Stored dataset items
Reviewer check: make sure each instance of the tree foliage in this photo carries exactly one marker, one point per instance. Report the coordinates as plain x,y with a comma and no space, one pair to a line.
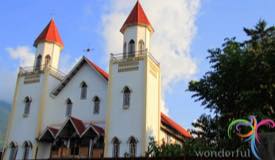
241,82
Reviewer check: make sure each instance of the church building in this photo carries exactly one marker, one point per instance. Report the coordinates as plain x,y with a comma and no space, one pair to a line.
89,113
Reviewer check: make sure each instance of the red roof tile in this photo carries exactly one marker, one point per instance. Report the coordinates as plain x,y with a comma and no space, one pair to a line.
53,130
79,125
137,17
99,130
168,121
49,34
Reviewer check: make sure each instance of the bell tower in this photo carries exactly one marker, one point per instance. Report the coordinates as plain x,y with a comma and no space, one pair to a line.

**Stated problem:**
Copy every item above word for word, leaving out the pictures.

**Response below:**
Reviewer check: make sure each instance of the tree foliage in this photo carries exactly one marker, one point per instance. Report the coordinates as plain x,y with a comma and no space, one pair to a line.
241,82
Reviewer check: make sure each instance of the church building in this photo carries exactly one marker, one point per instance. Report the coordinates as plain x,y with a comma and no space, one pair to a line.
89,113
Reviewer check: make sure each instance of the red roof tile in this photo carries exactly one marker, one point per instance. Report the coordinates as plain x,y with a comma and no space, one pair to a line.
53,130
79,125
137,17
99,130
168,121
49,34
Reviewer check: make sure each instance of the bell tower in this photo carries exactly one marker, one point per instance. Report the coordinates as plain x,y with a comma and no space, one pair to a line.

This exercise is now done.